Data listing =
========

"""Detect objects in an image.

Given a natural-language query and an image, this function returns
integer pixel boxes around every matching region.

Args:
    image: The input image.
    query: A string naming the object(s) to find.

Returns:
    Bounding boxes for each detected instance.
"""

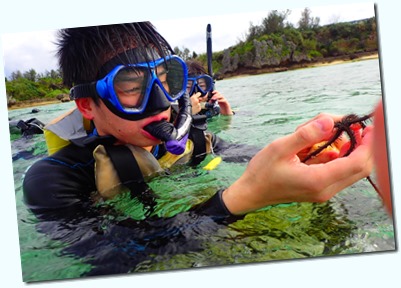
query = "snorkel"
[144,93,192,155]
[206,24,214,101]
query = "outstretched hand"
[223,114,373,214]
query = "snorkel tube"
[206,24,214,101]
[144,93,192,155]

========

Exercise goal = Gather every line of the rows above that contains the string "query". Case counts.

Answer to the problem =
Given a natural-language query and an image, this function returns
    query: A string naming the object(s) to find.
query = "snorkel"
query = "outstretched hand"
query = "snorkel tube"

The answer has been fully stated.